━━ Excerpt

Look for the threat and react to it. Plain and simple. Color should have no bearing on it. To let it just puts your life and others in danger. If you "carry" you should really consider whether that is a good thing or not. Maybe a little more training on threat assessment might be in order, eh?


----------



## sgtmac_46 (Apr 8, 2008)

Empty Hands said:


> I never said I agree with it. I haven't reviewed the data, so I would have no basis to.
> 
> However, if you reviewed the data, you never said so before you dismissed it, which means you have no basis to dismiss either.
> 
> You have put forth no evidence for this, such as from the research paper or other publications. Your incredulity is not science. Your preconceptions are not science. Only data is science, and the researchers have provided some, while you have provided none. Guess who wins?


 You apparenly have little understanding of science.....since you believe that a thing is true until proven otherwise.  Quite the contrary, skepticism is a basic component of science, and the conclusion that this simulator is proof positive of 'racism' is absurd.....are you tracking?




			
				Empty Hands said:
			
		

> Black people (young males specifically) are criminals and are jailed at a much higher rate than other groups. It would not be particularly surprising then if they were more likely to be perceived as criminals (i.e. armed) than other folks. That is not the same as wanting to shoot them. Merely that they are perceived as a more likely threat.


 So your hypothesis is that in a fraction of a second, the human brain makes a racist decision that it wants to shoot black people over white people.....ahuh....



			
				Empty Hands said:
			
		

> Of course, that pesky data again would be needed to support any hypotheses.


 That 'pesky' data would have to collected in an unbiased way.....and if this simulator were simply testing for differences in whether a black person is shot faster than a white person, then why the low light low resolution pictures to make visual acquisition of weapon difficult?





			
				Empty Hands said:
			
		

> Data beats logic, every time. You will never determine anything for certain by only using logic. Quantum mechanics would never have been discovered if we only relied on Boolean logic, and that is only one example.


 .....DATA means NOTHING without a logical interpretation of it....DATA does not speak for itself.  Moreover, simple statistics can be used to intentionally LIE!

━━━━

__Exercise instructions__: Please carry the forum thread about the shooting simulator study on from where it stops. The records play no part here.

━━ Data rows

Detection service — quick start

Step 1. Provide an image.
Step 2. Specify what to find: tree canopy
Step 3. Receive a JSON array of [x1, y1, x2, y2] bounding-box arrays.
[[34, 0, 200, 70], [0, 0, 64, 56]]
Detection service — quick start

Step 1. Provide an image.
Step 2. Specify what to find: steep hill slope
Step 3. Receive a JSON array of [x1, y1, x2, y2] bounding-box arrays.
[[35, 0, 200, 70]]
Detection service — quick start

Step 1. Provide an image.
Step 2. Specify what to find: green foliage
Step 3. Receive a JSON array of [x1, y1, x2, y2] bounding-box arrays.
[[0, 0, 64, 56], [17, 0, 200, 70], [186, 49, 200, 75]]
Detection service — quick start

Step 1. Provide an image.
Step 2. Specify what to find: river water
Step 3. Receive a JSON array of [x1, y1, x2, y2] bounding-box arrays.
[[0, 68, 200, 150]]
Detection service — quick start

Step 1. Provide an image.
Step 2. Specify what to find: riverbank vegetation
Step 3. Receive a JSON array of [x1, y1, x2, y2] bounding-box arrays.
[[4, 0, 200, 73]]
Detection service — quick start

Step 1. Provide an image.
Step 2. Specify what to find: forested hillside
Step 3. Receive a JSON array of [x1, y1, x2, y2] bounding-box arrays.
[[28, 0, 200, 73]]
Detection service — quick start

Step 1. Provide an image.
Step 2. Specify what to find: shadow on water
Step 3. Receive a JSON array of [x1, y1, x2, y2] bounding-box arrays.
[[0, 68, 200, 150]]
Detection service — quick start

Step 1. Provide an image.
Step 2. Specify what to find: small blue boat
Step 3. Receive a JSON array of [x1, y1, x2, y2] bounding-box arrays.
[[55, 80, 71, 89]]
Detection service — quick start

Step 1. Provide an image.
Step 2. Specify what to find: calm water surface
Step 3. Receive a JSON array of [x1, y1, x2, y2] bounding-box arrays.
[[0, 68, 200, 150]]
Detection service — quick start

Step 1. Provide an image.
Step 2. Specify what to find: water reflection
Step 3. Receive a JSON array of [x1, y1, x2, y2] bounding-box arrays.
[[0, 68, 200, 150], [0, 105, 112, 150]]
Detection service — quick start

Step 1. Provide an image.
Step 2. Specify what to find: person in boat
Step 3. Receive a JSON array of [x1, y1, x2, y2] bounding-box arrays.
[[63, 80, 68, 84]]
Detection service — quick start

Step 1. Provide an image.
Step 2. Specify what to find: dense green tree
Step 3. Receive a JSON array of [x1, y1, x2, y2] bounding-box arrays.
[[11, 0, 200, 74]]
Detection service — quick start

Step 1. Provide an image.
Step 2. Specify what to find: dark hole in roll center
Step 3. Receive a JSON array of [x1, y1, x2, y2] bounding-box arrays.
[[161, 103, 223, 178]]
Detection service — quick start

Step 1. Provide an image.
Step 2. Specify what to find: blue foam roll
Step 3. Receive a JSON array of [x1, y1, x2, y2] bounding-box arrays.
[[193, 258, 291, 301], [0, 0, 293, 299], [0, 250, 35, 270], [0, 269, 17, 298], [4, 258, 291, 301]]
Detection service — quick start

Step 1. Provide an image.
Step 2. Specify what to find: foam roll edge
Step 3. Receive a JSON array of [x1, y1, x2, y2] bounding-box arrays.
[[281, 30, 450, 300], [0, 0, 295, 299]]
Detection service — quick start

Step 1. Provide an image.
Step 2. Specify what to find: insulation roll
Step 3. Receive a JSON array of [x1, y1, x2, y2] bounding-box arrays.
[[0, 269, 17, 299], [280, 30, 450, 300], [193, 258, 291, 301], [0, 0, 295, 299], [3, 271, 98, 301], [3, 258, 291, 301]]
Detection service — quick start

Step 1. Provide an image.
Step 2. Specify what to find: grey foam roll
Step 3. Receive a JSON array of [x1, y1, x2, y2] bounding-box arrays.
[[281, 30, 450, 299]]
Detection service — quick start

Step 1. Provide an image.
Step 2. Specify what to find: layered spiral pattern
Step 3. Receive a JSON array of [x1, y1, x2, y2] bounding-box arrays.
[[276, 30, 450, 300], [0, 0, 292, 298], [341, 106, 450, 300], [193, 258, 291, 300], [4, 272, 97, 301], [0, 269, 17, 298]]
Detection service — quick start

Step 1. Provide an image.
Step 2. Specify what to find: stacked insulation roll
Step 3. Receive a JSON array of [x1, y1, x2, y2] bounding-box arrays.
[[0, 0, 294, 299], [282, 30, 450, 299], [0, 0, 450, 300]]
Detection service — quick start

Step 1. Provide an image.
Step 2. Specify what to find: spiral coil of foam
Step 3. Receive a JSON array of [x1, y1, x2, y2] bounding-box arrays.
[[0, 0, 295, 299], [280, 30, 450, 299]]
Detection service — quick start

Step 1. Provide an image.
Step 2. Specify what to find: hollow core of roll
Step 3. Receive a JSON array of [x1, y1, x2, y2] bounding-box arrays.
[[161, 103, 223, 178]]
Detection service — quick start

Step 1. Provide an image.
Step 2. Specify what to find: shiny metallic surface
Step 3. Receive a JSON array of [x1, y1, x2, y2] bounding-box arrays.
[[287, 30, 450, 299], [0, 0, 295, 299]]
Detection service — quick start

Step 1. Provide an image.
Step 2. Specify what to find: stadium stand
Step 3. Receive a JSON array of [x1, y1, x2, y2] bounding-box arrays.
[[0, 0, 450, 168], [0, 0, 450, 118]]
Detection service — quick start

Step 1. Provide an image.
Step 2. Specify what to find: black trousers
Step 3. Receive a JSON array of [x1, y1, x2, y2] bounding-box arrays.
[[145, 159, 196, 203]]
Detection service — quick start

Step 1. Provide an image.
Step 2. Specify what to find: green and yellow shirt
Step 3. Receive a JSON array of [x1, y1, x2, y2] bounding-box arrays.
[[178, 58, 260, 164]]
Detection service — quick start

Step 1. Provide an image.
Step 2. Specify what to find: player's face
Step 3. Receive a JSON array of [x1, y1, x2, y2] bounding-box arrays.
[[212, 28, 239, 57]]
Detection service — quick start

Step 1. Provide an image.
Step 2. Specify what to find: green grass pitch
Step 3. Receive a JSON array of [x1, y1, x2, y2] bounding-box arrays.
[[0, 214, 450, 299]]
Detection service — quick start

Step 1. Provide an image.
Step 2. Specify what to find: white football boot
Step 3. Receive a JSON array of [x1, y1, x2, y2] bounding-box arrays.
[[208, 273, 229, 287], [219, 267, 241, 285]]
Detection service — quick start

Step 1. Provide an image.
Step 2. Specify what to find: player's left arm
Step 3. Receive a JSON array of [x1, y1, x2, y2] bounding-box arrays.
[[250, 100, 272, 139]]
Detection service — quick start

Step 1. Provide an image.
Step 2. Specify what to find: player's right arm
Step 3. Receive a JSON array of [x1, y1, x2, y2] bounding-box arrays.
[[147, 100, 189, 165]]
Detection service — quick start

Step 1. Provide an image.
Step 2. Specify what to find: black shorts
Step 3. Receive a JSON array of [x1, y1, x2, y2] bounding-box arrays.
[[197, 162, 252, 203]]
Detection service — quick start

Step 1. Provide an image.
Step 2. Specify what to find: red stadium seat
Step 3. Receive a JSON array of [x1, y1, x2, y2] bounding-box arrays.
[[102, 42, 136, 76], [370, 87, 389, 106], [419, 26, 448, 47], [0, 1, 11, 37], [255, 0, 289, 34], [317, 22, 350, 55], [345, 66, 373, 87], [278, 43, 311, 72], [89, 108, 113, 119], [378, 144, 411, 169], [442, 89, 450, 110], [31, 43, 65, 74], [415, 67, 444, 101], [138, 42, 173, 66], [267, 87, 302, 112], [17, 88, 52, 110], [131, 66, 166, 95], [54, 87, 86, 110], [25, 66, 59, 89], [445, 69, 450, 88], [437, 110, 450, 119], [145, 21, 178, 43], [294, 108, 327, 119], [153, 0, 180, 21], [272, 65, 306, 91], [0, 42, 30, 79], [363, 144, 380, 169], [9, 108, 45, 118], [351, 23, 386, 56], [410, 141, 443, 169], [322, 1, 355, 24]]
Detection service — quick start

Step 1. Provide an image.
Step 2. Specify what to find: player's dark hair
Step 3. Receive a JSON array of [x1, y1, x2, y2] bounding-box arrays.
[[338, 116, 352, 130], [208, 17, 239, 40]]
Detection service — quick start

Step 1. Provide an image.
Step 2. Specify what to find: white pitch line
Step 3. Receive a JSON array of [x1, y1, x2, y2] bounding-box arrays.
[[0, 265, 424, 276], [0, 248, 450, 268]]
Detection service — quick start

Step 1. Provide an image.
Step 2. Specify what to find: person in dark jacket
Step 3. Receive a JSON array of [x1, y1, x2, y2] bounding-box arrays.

━━━━

__Reply to the task__:
Much misunderstanding comes from misinterpretation of Date.......when logical fallacies are applied to data, highly erroneous conclusions are arrived at.


----------



## sgtmac_46 (Apr 8, 2008)

So those who have taken the simulator......what do you think of the fact that this test is proof of racial biases of the participants?


----------



## Carol (Apr 8, 2008)

I feel VERY manipulated.

Personally I found that I was not cluing in to the appearance of the person, I was paying more attention to just what the heck he was holding in his hand.

Yes, I shot the black armed men a few milliseconds faster than the others.  But NOT because they were black.  

I found that the images of the black shooters *generally* showed a better definition of the gun, or had the gun closer to the center of the picture than the images of white shooters.  Is it a big difference, no...but big enough IMO to account for the differences in milliseconds.


----------



## Ninjamom (Apr 8, 2008)

One of the basic considerations in the design of a 'good' scientific experiment is the limitation of the number of variables.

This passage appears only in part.